GIVEN TEXT>
Durban — International health leaders in Durban for the global climate talks have called on negotiators to push for the most ambitious commitments possible, warning that the direction of current negotiations risks the lives of billions of people around the globe.
Over 200 leaders from more than 30 countries have issued a Declaration and Call to Action following a Global Climate and Health Summit.
“No-one is immune from the health impacts of climate change; people in developed and developing nations are all at risk,” said Dr Hugh Montgomery from Climate and Health Council, UK.
“Without bold action by governments, climate change will magnify existing health crises,” said Dr Rajendra Niadoo, from Nelson R. Mandela Medical School in Durban.
Doctors, nurses, public health experts, health and medical scientists, medical students, and health officials from major international health organizations are meeting in Durban to try and influence negotiations by raising awareness about the health risks of climate change and the health benefits of climate action.
“Strong climate policy is an investment in people’s health,” said Fiona Armstrong of the Climate and Health Alliance, Australia.
The delegates have called for a fair, ambitious and binding global treaty, and urged all countries to commit to immediate strong climate action to protect and promote health.

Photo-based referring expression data
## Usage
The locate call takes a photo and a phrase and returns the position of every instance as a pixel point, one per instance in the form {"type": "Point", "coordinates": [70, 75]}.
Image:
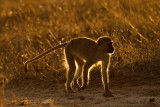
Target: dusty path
{"type": "Point", "coordinates": [126, 96]}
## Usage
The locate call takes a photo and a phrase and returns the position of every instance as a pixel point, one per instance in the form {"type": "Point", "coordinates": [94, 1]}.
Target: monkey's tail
{"type": "Point", "coordinates": [44, 53]}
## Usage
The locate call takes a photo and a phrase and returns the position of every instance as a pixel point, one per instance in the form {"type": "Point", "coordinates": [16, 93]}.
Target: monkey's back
{"type": "Point", "coordinates": [83, 48]}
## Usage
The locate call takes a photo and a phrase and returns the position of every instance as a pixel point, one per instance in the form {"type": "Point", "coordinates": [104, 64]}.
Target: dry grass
{"type": "Point", "coordinates": [29, 27]}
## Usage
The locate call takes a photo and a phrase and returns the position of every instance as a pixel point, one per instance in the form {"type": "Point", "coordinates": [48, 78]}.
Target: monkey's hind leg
{"type": "Point", "coordinates": [85, 78]}
{"type": "Point", "coordinates": [70, 72]}
{"type": "Point", "coordinates": [78, 73]}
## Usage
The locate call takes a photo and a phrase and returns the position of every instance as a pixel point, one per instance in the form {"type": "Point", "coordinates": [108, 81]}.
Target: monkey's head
{"type": "Point", "coordinates": [106, 44]}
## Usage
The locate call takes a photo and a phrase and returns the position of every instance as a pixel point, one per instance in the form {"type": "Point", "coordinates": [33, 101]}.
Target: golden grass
{"type": "Point", "coordinates": [29, 27]}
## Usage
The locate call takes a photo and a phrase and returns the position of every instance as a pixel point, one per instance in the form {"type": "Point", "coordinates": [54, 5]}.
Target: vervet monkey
{"type": "Point", "coordinates": [84, 53]}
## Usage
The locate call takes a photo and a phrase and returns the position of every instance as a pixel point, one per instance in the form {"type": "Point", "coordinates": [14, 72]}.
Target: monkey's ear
{"type": "Point", "coordinates": [99, 42]}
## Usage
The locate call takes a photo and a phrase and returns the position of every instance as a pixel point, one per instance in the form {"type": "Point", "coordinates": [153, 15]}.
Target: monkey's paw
{"type": "Point", "coordinates": [108, 94]}
{"type": "Point", "coordinates": [83, 87]}
{"type": "Point", "coordinates": [70, 90]}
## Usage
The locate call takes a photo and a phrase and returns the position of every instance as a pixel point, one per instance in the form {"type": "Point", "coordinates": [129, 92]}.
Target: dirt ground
{"type": "Point", "coordinates": [127, 93]}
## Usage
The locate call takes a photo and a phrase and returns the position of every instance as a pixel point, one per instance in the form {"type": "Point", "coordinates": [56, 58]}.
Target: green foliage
{"type": "Point", "coordinates": [29, 27]}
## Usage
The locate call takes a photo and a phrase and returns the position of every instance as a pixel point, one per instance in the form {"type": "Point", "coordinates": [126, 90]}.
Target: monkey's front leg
{"type": "Point", "coordinates": [105, 78]}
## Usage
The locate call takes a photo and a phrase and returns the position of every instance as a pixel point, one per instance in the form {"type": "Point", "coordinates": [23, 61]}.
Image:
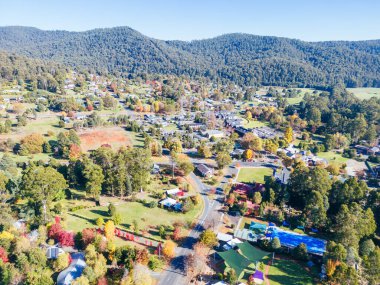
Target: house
{"type": "Point", "coordinates": [213, 133]}
{"type": "Point", "coordinates": [74, 271]}
{"type": "Point", "coordinates": [52, 252]}
{"type": "Point", "coordinates": [204, 170]}
{"type": "Point", "coordinates": [174, 192]}
{"type": "Point", "coordinates": [80, 117]}
{"type": "Point", "coordinates": [155, 169]}
{"type": "Point", "coordinates": [232, 244]}
{"type": "Point", "coordinates": [224, 237]}
{"type": "Point", "coordinates": [167, 202]}
{"type": "Point", "coordinates": [20, 225]}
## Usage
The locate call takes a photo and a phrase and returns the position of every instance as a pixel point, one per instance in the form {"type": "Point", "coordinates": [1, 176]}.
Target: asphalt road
{"type": "Point", "coordinates": [175, 274]}
{"type": "Point", "coordinates": [210, 217]}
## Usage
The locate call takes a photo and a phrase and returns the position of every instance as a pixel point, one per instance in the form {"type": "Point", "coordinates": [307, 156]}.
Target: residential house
{"type": "Point", "coordinates": [204, 170]}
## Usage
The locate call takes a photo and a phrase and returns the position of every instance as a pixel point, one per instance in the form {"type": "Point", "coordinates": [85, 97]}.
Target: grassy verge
{"type": "Point", "coordinates": [254, 174]}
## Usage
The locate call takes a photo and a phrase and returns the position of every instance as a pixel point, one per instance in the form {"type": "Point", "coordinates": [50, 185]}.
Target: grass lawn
{"type": "Point", "coordinates": [254, 174]}
{"type": "Point", "coordinates": [295, 100]}
{"type": "Point", "coordinates": [130, 211]}
{"type": "Point", "coordinates": [332, 157]}
{"type": "Point", "coordinates": [287, 272]}
{"type": "Point", "coordinates": [365, 93]}
{"type": "Point", "coordinates": [171, 128]}
{"type": "Point", "coordinates": [253, 124]}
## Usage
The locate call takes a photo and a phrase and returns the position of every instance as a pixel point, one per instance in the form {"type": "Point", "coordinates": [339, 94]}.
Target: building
{"type": "Point", "coordinates": [213, 133]}
{"type": "Point", "coordinates": [74, 271]}
{"type": "Point", "coordinates": [204, 170]}
{"type": "Point", "coordinates": [52, 252]}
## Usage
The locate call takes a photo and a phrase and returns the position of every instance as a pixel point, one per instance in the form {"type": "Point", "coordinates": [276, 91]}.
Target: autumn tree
{"type": "Point", "coordinates": [43, 185]}
{"type": "Point", "coordinates": [223, 159]}
{"type": "Point", "coordinates": [248, 154]}
{"type": "Point", "coordinates": [251, 141]}
{"type": "Point", "coordinates": [109, 230]}
{"type": "Point", "coordinates": [288, 135]}
{"type": "Point", "coordinates": [94, 178]}
{"type": "Point", "coordinates": [168, 249]}
{"type": "Point", "coordinates": [204, 151]}
{"type": "Point", "coordinates": [31, 144]}
{"type": "Point", "coordinates": [208, 238]}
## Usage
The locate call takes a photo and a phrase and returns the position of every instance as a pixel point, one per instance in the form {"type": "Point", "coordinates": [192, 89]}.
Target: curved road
{"type": "Point", "coordinates": [210, 217]}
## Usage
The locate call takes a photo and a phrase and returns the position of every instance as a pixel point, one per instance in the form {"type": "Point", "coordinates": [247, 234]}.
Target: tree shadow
{"type": "Point", "coordinates": [178, 263]}
{"type": "Point", "coordinates": [189, 242]}
{"type": "Point", "coordinates": [99, 212]}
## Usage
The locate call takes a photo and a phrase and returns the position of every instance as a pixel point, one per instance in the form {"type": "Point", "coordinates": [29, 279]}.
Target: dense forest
{"type": "Point", "coordinates": [240, 58]}
{"type": "Point", "coordinates": [41, 74]}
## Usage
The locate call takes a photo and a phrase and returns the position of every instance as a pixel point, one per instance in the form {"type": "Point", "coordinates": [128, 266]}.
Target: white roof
{"type": "Point", "coordinates": [234, 242]}
{"type": "Point", "coordinates": [224, 237]}
{"type": "Point", "coordinates": [172, 191]}
{"type": "Point", "coordinates": [168, 202]}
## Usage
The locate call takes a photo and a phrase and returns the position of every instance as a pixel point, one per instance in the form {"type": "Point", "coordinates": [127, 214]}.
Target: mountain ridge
{"type": "Point", "coordinates": [242, 58]}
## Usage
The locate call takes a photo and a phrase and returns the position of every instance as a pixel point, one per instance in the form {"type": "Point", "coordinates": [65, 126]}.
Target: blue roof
{"type": "Point", "coordinates": [291, 239]}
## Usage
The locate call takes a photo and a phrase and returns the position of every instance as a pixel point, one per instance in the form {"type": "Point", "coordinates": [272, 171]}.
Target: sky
{"type": "Point", "coordinates": [309, 20]}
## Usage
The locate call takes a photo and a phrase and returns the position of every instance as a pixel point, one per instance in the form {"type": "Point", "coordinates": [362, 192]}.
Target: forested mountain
{"type": "Point", "coordinates": [40, 73]}
{"type": "Point", "coordinates": [242, 58]}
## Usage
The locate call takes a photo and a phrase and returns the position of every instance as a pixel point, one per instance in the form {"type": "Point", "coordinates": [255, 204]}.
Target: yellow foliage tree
{"type": "Point", "coordinates": [4, 235]}
{"type": "Point", "coordinates": [330, 267]}
{"type": "Point", "coordinates": [288, 136]}
{"type": "Point", "coordinates": [248, 154]}
{"type": "Point", "coordinates": [109, 230]}
{"type": "Point", "coordinates": [169, 249]}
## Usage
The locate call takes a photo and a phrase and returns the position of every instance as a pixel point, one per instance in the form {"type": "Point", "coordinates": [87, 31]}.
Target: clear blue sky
{"type": "Point", "coordinates": [311, 20]}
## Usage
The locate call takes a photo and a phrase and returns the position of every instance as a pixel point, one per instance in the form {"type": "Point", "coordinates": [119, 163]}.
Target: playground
{"type": "Point", "coordinates": [292, 239]}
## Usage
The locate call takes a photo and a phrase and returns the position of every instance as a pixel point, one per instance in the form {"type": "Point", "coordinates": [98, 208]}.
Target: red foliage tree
{"type": "Point", "coordinates": [102, 281]}
{"type": "Point", "coordinates": [75, 151]}
{"type": "Point", "coordinates": [66, 238]}
{"type": "Point", "coordinates": [177, 234]}
{"type": "Point", "coordinates": [3, 255]}
{"type": "Point", "coordinates": [55, 231]}
{"type": "Point", "coordinates": [88, 236]}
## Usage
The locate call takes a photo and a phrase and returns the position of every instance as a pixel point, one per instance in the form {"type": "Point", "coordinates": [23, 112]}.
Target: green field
{"type": "Point", "coordinates": [253, 124]}
{"type": "Point", "coordinates": [365, 93]}
{"type": "Point", "coordinates": [129, 211]}
{"type": "Point", "coordinates": [287, 272]}
{"type": "Point", "coordinates": [254, 174]}
{"type": "Point", "coordinates": [331, 156]}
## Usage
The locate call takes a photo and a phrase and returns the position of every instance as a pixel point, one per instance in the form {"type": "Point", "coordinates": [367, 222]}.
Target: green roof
{"type": "Point", "coordinates": [252, 253]}
{"type": "Point", "coordinates": [258, 228]}
{"type": "Point", "coordinates": [234, 260]}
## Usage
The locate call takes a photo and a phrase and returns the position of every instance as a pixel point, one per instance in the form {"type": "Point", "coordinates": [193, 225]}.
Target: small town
{"type": "Point", "coordinates": [115, 173]}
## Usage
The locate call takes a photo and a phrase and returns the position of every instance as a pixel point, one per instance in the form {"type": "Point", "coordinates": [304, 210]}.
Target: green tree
{"type": "Point", "coordinates": [186, 166]}
{"type": "Point", "coordinates": [208, 238]}
{"type": "Point", "coordinates": [223, 159]}
{"type": "Point", "coordinates": [43, 185]}
{"type": "Point", "coordinates": [366, 247]}
{"type": "Point", "coordinates": [275, 244]}
{"type": "Point", "coordinates": [257, 198]}
{"type": "Point", "coordinates": [94, 178]}
{"type": "Point", "coordinates": [288, 135]}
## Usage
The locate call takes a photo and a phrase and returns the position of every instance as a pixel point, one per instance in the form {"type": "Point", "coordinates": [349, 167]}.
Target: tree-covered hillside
{"type": "Point", "coordinates": [244, 59]}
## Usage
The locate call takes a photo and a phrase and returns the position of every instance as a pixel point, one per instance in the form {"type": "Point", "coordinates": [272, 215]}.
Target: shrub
{"type": "Point", "coordinates": [275, 244]}
{"type": "Point", "coordinates": [117, 218]}
{"type": "Point", "coordinates": [111, 210]}
{"type": "Point", "coordinates": [300, 252]}
{"type": "Point", "coordinates": [153, 204]}
{"type": "Point", "coordinates": [99, 221]}
{"type": "Point", "coordinates": [208, 238]}
{"type": "Point", "coordinates": [155, 263]}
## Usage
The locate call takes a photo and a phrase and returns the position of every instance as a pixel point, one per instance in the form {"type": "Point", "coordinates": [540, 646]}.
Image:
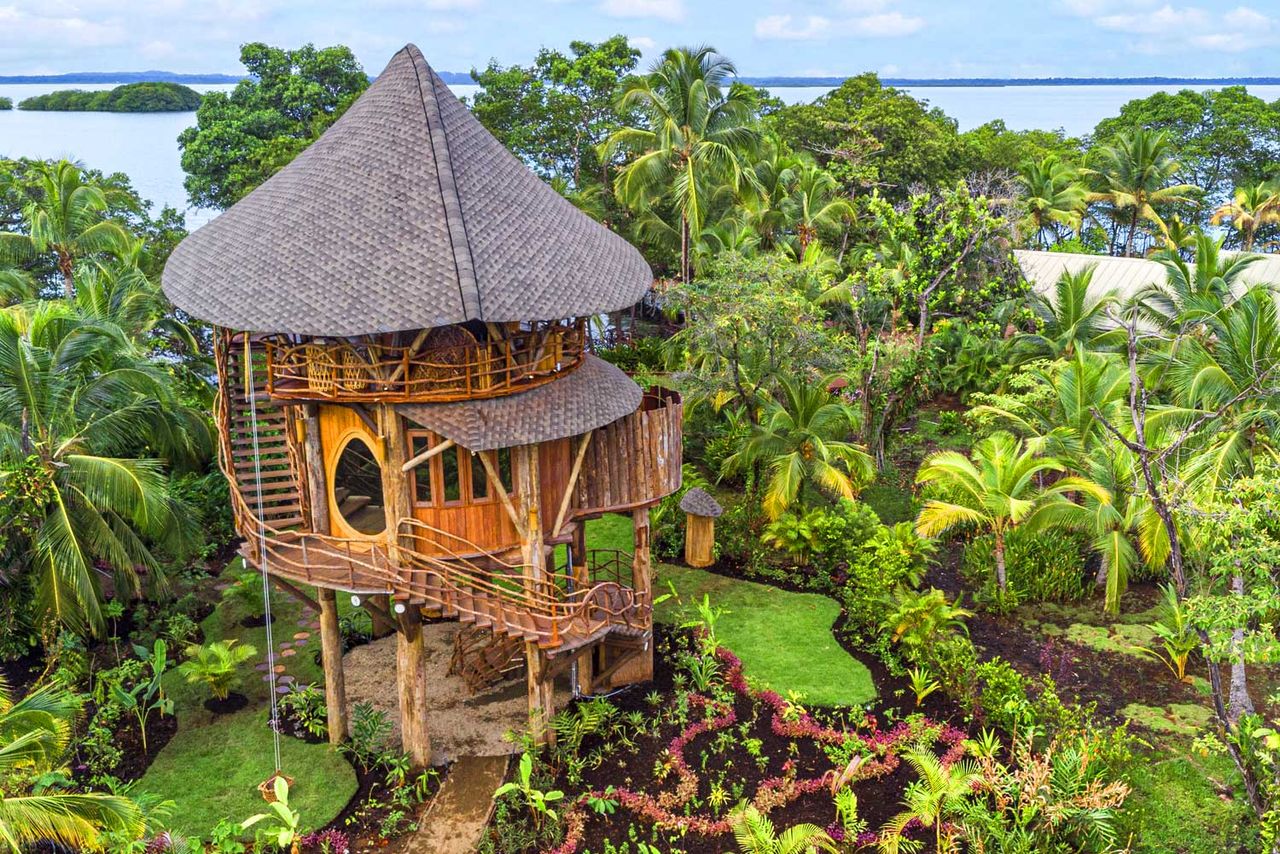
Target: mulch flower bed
{"type": "Point", "coordinates": [785, 759]}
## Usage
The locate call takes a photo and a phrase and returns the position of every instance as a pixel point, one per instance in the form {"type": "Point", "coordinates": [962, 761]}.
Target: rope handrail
{"type": "Point", "coordinates": [373, 371]}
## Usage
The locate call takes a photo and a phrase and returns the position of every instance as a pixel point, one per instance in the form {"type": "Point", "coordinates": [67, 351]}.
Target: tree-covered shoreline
{"type": "Point", "coordinates": [131, 97]}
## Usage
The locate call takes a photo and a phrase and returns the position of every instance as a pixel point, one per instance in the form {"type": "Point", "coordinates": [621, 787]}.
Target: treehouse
{"type": "Point", "coordinates": [410, 412]}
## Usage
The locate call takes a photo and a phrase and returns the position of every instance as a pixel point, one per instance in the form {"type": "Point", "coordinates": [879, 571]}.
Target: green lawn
{"type": "Point", "coordinates": [213, 772]}
{"type": "Point", "coordinates": [214, 763]}
{"type": "Point", "coordinates": [782, 638]}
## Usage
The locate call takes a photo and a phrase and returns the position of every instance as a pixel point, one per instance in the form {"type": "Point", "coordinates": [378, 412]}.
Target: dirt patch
{"type": "Point", "coordinates": [460, 724]}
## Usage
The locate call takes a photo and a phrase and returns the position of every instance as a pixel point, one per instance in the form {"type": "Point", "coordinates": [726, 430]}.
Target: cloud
{"type": "Point", "coordinates": [661, 9]}
{"type": "Point", "coordinates": [786, 28]}
{"type": "Point", "coordinates": [1170, 28]}
{"type": "Point", "coordinates": [886, 24]}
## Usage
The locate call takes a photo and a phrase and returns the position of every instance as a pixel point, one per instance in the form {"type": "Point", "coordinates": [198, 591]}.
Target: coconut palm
{"type": "Point", "coordinates": [1234, 371]}
{"type": "Point", "coordinates": [695, 131]}
{"type": "Point", "coordinates": [996, 491]}
{"type": "Point", "coordinates": [1054, 195]}
{"type": "Point", "coordinates": [813, 205]}
{"type": "Point", "coordinates": [938, 791]}
{"type": "Point", "coordinates": [1136, 174]}
{"type": "Point", "coordinates": [757, 835]}
{"type": "Point", "coordinates": [1193, 292]}
{"type": "Point", "coordinates": [1249, 209]}
{"type": "Point", "coordinates": [78, 407]}
{"type": "Point", "coordinates": [33, 736]}
{"type": "Point", "coordinates": [803, 442]}
{"type": "Point", "coordinates": [1073, 318]}
{"type": "Point", "coordinates": [65, 218]}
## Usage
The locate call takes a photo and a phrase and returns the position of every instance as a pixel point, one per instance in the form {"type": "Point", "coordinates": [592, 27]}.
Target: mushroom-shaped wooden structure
{"type": "Point", "coordinates": [408, 407]}
{"type": "Point", "coordinates": [700, 515]}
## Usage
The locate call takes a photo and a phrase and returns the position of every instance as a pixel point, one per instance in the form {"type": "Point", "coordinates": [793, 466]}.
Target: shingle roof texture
{"type": "Point", "coordinates": [699, 502]}
{"type": "Point", "coordinates": [406, 214]}
{"type": "Point", "coordinates": [593, 394]}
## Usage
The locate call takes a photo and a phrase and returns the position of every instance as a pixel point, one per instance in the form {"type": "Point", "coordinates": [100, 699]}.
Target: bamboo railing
{"type": "Point", "coordinates": [366, 370]}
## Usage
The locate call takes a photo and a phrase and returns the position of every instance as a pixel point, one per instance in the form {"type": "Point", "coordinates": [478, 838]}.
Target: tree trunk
{"type": "Point", "coordinates": [1001, 579]}
{"type": "Point", "coordinates": [685, 275]}
{"type": "Point", "coordinates": [1240, 703]}
{"type": "Point", "coordinates": [67, 269]}
{"type": "Point", "coordinates": [1133, 233]}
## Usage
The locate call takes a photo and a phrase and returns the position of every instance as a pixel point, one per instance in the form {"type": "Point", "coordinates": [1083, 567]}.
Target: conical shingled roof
{"type": "Point", "coordinates": [406, 214]}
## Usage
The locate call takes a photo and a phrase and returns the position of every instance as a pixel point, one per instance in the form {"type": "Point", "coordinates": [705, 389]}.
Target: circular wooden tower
{"type": "Point", "coordinates": [408, 410]}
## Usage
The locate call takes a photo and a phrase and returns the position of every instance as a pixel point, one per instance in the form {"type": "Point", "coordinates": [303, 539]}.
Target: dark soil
{"type": "Point", "coordinates": [731, 763]}
{"type": "Point", "coordinates": [361, 820]}
{"type": "Point", "coordinates": [233, 703]}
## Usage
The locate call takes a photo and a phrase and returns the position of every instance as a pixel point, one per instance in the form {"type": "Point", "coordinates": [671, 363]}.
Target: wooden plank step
{"type": "Point", "coordinates": [353, 503]}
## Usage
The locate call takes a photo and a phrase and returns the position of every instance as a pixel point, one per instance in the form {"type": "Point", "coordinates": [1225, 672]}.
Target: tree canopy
{"type": "Point", "coordinates": [243, 137]}
{"type": "Point", "coordinates": [131, 97]}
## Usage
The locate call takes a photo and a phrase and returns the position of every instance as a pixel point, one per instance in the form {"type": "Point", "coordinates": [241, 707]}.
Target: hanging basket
{"type": "Point", "coordinates": [268, 786]}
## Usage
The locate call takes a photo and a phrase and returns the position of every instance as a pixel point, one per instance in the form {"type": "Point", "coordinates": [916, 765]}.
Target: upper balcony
{"type": "Point", "coordinates": [438, 365]}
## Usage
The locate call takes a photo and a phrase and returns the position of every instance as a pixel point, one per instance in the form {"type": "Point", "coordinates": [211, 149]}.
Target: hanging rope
{"type": "Point", "coordinates": [251, 393]}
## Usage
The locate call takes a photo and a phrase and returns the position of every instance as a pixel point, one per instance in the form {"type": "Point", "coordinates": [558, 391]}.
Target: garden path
{"type": "Point", "coordinates": [460, 812]}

TASK TO CARRY OUT>
From the article on health leaders at the Durban climate talks, set down word for word the stretch from "Over 200 leaders" through "of climate action.".

FINISHED EXERCISE>
Over 200 leaders from more than 30 countries have issued a Declaration and Call to Action following a Global Climate and Health Summit.
“No-one is immune from the health impacts of climate change; people in developed and developing nations are all at risk,” said Dr Hugh Montgomery from Climate and Health Council, UK.
“Without bold action by governments, climate change will magnify existing health crises,” said Dr Rajendra Niadoo, from Nelson R. Mandela Medical School in Durban.
Doctors, nurses, public health experts, health and medical scientists, medical students, and health officials from major international health organizations are meeting in Durban to try and influence negotiations by raising awareness about the health risks of climate change and the health benefits of climate action.